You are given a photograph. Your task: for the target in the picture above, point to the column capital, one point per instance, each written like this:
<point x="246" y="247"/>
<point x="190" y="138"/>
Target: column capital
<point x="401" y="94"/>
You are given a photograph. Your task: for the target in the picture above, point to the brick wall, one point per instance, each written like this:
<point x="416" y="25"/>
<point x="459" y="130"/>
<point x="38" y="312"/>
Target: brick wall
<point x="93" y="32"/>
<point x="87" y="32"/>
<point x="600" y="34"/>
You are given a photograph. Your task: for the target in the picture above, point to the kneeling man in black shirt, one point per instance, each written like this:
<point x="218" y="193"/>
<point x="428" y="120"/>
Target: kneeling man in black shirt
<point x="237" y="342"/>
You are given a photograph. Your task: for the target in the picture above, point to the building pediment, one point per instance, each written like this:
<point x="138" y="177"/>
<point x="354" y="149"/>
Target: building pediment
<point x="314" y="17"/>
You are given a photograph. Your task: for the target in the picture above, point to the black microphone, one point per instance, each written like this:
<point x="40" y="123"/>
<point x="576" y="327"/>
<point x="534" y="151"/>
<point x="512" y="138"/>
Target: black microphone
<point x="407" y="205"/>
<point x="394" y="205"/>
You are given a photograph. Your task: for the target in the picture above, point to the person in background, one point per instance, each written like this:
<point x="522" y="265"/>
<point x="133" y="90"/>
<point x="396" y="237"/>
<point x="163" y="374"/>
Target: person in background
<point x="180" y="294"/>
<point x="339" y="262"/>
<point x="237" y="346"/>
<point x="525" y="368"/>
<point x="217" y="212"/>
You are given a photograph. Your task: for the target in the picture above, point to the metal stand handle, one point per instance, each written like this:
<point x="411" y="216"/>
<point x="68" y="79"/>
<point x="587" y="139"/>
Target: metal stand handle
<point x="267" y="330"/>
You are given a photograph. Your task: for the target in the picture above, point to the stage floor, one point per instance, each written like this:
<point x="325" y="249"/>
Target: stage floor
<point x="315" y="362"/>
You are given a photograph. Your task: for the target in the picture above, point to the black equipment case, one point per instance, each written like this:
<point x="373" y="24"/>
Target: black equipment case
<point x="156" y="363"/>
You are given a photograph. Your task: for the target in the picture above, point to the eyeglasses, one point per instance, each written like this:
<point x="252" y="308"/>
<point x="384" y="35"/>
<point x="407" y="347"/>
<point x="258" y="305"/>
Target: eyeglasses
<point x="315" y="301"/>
· · ·
In how many lines of the data does the string "photograph" appear? Give only the number.

10